┌────────

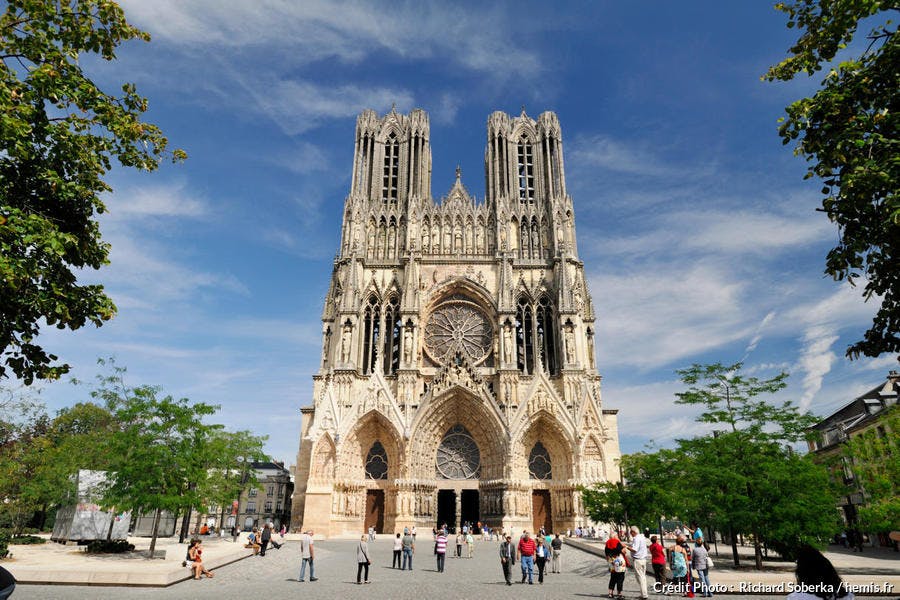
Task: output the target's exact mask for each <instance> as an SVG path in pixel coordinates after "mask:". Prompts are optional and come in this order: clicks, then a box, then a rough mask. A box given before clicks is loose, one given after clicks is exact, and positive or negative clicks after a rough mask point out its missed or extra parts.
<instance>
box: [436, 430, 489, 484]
mask: <svg viewBox="0 0 900 600" xmlns="http://www.w3.org/2000/svg"><path fill="white" fill-rule="evenodd" d="M480 467H481V453H480V452H479V451H478V446H477V445H476V444H475V440H473V439H472V436H471V435H469V432H468V431H466V428H465V427H463V426H462V425H457V426H455V427H453V428H452V429H450V431H448V432H447V435H445V436H444V439H443V440H441V445H440V446H438V452H437V471H438V476H439V477H441V478H443V479H475V478H476V477H478V471H479V468H480Z"/></svg>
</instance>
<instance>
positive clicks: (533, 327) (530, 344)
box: [516, 297, 534, 375]
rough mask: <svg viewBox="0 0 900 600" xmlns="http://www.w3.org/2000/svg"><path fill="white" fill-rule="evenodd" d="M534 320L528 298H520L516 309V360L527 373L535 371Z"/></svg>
mask: <svg viewBox="0 0 900 600" xmlns="http://www.w3.org/2000/svg"><path fill="white" fill-rule="evenodd" d="M533 322H534V319H533V313H532V311H531V306H530V305H529V304H528V300H526V299H525V298H524V297H523V298H520V299H519V306H518V310H517V311H516V350H517V352H516V362H517V364H518V367H519V370H520V371H522V372H523V373H525V374H526V375H527V374H528V373H533V372H534V327H533Z"/></svg>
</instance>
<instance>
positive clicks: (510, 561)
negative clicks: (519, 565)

└────────

» **EXERCISE PROMPT**:
Return verbatim the part of the material that opens at its very beginning and closes with the line containing "box: [436, 430, 489, 484]", including that line. Omit the picture from your answer.

» **OUTPUT OF THE EXERCISE**:
Task: output the target's exact mask for each <instance> as an SVG path in pixel coordinates after "mask:". Prompts are optional and come in this order: clicks, then a box, then a rough mask. A box given before clicks is loose, one given after clicks is exact, and positive or negative clicks after a rough mask point out its missed or extra parts.
<instance>
box: [436, 430, 489, 484]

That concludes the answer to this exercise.